Copy out every line of the records below that contains the string "metal", matching case exactly.
────────
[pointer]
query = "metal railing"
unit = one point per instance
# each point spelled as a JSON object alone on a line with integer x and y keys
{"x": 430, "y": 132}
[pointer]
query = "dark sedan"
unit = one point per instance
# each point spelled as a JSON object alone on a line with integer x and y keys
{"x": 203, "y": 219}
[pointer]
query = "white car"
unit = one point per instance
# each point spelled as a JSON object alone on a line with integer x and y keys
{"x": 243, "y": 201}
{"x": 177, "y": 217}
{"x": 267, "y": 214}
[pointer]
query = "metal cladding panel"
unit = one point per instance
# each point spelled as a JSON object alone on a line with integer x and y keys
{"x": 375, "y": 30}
────────
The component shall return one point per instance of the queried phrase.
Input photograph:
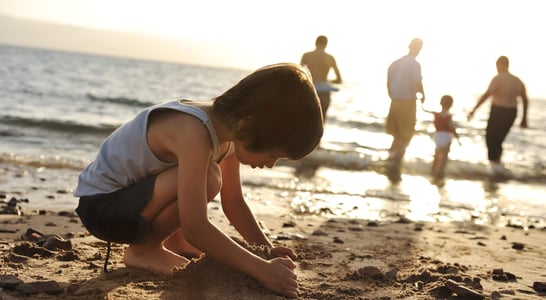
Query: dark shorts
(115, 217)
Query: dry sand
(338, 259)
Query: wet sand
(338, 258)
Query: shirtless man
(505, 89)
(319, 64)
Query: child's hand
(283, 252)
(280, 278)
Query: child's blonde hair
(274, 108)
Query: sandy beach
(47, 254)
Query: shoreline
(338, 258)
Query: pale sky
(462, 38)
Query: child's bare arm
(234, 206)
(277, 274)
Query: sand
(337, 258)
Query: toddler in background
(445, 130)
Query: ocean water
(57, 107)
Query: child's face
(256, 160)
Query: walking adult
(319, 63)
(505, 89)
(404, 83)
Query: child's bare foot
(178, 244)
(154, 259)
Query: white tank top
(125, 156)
────────
:: REPLY TO THE TASK ::
query = "metal railing"
query = "metal cladding panel"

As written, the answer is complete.